The War Strategy Plan states: “By the conclusion of these activities and implementation of these strategies, the single most important driver of resistance to Judiciary Transformation (“Darth Vader” or DV) shall have been removed.”

“Darth Vader” is a monstrous character in the children’s movie Star Wars and has been adopted by Mutunga’s kitchen cabinet as their nickname for Mrs Shollei who they claim has totally eclipsed Chief Justice Mutunga.

In the documents seen by The Standard, the four describe themselves as the “War Council” and the Chief Justice as its “commander-in-chief”.

The documents show that after initial prevarication, Mutunga signed off on the plan via an email to the four members on September 20 at 9:02 pm.

“As your commander in chief I say my generals, let us start the initial battles in this war. Let word go round those who we want to mobilize that the principle of the war has been accepted by the general,” reads his email.

The previous day, on September 19, he had indicated his readiness to accept the plan advanced by the four in an email he sent to Prof Ngugi at 7:32 pm.

“Thank you for this war plan. I like its tone, angry, loyal, frustrated, but eyes on the prize, the transformation of the Judiciary. It is a great blueprint for battles ahead and I love it,” he said.

The strategy, the email exchanges suggest, has been weeks, if not months, in planning and seems to have crystallised during an evening meeting by the five on September 20 at Norfolk Hotel.

The seeds of this conflict seem to have been sowed in the head of the CJ by Makokha, Ngugi and Okello just a month or so before Mrs Shollei’s suspension.

“I am frankly quite frustrated by your oft-repeated line that you are trying to protect the OCRJ (Office of the Chief Registrar of the Judiciary). Does the OCRJ ever protect you? Is your middle name “Fait Accompli”? You must wake up and smell the coffee,” wrote Prof Ngugi on July 28.

power vacuum

Mrs Shollei said she was not aware of the e-mails, but said she was “shocked, dismayed and heartbroken” by them.

After taking the call, she promised to call back, but later turned her phone off and could not be reached.

In the e-mails, Mr Makokha argued there was a perceived power vacuum in the Judiciary and that it was necessary for the CJ to take control of the institution.

“Equivocation and niceness has damaged the institution greatly in the past few weeks. You need to rein in the JSC (Judicial Service Commission) by demonstrating that you care about the concerns they are raising and not playing politics,” he wrote.

When contacted by phone and read out some of the e-mails, Mr Makokha said he was not in a position to determine whether he had written them, or not, until he sees them physically.

“I would have to look at them first. My work is a bit privileged and it will be difficult to talk about what you are saying over the phone,” he said yesterday evening.

According to the documents, the “war plan” is to be executed within 21 days starting from September 22, climaxing on October 1 when Mr Mutunga will call a full JSC meeting.

Dubbed the “Day of the Transformational Blood-Bath”, as point number 16 of the plot, the CJ will impress upon the JSC to have Mrs Shollei dismissed or suspended.

It states: “JSC to inform CRJ that her responses are expected by 5pm on September 31. Refuse the request for extension of time to respond to charges. CRJ’s responses to be hand-delivered to all commissioners before they go to bed on September 30.”

On September 10, the JSC gave Mrs Shollei 21 days to respond to various allegations that they had compiled.

### Brief
Carry on the news report about the Judiciary "war plan" from its last sentence.

### Material
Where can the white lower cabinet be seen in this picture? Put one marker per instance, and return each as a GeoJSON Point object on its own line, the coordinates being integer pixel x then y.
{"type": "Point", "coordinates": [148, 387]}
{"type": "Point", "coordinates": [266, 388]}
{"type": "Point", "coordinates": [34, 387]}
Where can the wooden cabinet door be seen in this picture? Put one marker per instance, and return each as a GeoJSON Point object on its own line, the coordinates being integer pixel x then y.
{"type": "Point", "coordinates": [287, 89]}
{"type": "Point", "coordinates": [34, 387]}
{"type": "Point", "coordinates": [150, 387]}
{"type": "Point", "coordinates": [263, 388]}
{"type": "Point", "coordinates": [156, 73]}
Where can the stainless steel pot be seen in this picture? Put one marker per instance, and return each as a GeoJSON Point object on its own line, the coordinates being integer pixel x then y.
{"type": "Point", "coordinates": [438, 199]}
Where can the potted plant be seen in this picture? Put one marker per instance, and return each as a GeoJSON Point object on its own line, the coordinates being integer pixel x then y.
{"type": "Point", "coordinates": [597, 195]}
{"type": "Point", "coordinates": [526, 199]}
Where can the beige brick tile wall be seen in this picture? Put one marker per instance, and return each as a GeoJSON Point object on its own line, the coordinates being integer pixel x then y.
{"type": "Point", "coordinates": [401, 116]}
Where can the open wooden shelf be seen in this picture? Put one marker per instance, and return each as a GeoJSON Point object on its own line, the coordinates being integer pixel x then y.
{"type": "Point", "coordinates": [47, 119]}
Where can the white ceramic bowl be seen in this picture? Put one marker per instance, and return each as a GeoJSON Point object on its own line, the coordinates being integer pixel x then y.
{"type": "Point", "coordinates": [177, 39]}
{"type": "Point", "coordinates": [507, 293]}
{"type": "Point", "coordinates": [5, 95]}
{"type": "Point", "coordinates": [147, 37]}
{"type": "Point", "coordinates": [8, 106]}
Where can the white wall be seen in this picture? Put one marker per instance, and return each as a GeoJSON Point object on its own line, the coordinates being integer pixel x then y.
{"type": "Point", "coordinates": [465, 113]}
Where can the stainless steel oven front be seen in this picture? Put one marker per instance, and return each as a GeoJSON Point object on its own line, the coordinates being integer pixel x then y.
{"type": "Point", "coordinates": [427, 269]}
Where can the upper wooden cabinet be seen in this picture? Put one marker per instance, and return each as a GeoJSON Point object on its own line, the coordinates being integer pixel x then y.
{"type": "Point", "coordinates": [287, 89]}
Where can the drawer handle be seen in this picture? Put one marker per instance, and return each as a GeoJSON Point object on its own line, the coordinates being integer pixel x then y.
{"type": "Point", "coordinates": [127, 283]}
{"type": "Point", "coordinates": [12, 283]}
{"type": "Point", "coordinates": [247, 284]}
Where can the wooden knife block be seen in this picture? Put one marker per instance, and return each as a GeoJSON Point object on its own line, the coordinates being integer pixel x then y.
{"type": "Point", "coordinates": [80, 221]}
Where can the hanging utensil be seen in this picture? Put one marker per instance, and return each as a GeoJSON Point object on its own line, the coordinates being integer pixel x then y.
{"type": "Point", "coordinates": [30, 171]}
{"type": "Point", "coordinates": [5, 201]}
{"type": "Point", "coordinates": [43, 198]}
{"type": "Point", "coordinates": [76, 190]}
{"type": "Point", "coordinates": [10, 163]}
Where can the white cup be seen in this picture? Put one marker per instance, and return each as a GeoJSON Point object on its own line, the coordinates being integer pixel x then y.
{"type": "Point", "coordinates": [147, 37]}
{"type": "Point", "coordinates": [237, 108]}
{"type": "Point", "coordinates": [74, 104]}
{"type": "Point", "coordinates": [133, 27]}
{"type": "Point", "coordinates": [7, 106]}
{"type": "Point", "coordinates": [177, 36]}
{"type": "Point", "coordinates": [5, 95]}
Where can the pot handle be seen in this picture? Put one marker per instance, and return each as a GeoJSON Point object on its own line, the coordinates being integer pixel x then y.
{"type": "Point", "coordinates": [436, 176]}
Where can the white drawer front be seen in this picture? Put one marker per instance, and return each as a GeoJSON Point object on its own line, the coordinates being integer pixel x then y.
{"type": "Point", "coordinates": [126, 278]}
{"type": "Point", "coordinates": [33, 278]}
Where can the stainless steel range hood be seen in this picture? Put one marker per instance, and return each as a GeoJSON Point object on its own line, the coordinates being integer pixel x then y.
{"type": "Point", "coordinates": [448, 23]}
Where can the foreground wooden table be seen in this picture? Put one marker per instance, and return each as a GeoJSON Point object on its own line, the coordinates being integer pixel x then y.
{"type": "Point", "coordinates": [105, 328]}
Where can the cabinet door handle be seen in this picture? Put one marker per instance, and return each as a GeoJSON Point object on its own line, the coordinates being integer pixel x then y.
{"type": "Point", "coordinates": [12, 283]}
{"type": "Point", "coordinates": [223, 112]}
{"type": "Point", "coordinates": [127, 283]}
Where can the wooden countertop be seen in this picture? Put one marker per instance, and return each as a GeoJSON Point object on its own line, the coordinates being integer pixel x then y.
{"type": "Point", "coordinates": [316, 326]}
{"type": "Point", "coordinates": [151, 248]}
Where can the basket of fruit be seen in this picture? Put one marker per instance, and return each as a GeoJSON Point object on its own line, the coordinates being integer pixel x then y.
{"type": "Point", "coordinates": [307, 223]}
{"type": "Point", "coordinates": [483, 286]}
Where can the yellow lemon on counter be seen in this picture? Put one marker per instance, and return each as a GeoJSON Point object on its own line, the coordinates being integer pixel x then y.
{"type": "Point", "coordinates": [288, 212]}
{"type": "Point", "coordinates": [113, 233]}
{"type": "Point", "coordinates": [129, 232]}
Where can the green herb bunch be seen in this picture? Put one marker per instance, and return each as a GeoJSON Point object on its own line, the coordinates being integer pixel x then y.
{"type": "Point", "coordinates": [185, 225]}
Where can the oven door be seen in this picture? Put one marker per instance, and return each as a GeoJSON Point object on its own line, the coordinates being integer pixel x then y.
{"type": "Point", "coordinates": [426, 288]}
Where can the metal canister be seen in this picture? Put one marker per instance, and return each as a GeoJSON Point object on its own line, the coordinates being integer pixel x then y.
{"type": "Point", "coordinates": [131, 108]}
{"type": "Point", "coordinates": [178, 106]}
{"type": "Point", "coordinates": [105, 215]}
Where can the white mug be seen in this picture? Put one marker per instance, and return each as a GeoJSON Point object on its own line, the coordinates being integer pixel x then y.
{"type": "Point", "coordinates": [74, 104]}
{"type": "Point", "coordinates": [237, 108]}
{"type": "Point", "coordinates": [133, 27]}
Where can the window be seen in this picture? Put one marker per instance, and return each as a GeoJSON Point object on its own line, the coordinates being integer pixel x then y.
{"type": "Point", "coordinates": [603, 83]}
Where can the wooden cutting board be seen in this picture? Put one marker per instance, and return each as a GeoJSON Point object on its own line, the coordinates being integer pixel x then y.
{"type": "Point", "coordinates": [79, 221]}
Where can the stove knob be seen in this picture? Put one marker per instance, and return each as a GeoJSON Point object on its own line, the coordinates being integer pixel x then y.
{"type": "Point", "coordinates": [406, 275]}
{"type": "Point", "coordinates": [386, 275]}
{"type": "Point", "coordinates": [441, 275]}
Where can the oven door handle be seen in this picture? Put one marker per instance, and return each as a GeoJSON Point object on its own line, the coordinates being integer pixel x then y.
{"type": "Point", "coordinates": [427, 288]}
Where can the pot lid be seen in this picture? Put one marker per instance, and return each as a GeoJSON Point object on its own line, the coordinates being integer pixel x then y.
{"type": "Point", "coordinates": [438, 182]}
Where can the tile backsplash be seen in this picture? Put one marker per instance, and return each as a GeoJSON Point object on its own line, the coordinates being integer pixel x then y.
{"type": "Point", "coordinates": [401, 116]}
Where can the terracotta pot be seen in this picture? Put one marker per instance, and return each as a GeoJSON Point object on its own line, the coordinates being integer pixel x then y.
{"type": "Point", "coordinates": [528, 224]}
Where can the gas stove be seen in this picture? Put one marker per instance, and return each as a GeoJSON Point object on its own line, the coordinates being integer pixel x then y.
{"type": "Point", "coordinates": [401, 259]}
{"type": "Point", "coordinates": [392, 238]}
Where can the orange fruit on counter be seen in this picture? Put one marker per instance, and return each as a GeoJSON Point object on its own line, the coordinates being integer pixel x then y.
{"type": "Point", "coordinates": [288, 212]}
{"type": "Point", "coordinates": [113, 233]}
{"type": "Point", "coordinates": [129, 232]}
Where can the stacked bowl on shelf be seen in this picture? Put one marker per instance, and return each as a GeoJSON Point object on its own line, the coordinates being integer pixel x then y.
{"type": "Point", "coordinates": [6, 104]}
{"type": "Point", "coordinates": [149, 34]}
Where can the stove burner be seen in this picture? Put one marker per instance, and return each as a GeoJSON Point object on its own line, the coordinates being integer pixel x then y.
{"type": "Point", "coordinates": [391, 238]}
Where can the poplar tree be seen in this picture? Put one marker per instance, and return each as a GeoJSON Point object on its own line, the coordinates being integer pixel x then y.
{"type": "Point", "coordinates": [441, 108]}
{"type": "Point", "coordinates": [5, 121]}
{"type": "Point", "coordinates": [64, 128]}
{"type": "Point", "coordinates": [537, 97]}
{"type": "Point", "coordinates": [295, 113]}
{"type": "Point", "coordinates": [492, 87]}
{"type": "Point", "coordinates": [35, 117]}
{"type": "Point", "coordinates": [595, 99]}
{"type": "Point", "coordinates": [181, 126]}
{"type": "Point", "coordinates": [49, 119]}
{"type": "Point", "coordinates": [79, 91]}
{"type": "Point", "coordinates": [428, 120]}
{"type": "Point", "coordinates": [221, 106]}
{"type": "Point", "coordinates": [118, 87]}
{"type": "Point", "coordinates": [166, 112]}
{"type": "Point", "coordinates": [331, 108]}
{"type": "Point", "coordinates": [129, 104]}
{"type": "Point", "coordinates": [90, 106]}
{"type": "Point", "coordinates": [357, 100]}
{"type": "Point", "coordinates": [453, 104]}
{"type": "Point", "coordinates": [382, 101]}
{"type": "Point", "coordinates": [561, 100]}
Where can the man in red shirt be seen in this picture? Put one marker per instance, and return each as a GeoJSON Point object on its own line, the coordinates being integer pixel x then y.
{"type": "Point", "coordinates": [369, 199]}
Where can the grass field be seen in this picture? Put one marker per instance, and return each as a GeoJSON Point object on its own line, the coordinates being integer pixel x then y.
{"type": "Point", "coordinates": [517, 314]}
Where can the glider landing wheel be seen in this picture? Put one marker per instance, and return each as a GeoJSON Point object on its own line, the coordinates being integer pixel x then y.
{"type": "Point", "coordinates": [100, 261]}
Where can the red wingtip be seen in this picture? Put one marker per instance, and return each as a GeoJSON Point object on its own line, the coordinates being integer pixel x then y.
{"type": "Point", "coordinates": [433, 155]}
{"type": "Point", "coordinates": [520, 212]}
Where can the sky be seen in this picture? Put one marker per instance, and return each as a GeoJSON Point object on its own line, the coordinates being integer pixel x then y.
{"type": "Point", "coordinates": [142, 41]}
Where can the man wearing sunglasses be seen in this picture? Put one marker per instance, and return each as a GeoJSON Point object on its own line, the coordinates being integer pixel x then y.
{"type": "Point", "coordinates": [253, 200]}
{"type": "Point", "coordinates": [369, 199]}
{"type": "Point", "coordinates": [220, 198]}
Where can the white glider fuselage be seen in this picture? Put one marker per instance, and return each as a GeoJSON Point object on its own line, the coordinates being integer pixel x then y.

### Final answer
On the “Day of the Transformational Blood-Bath”, others senior Judiciary staff are also to be targeted.

They include the director of finance and the director of ICT, who are to be interdicted, while the director of procurement and the director of human resource are to be given “notices to show cause.”

The document further states that all individuals who stood behind Mrs Shollei when the JSC delivered its decision to suspend her would also be targeted in the anticipated purge.

Officials specifically named in the document to be issues with notice to show cause include the Registrar of the Supreme Court Esther Nyaiyaki, the Assistant Registrar of the Supreme Court, Ann Asuga, the Chief Administrator Anne Nyokabi, the Director of Public Administration and Communication, Mr Naim Bilal and a legal counsel in Mrs Shollei’s office, Nick Okemwa.

morally bullY

Point 9 of the plan, scheduled to be executed today, aims to “intellectually terrify, morally bully and strategically distract” mid-level Judiciary officials and directors into supporting the effort to have Mrs Shollei kicked out of the Judiciary.

The revelation that the CJ has given his backing for the plot against Mrs Shollei will strike many as ironic, given the fact that he was perceived to be her greatest defender and supporter.

Chief Justice Mutunga was one of the four members of the Judicial Service Commission who voted against a motion to have her investigated on claims of impropriety.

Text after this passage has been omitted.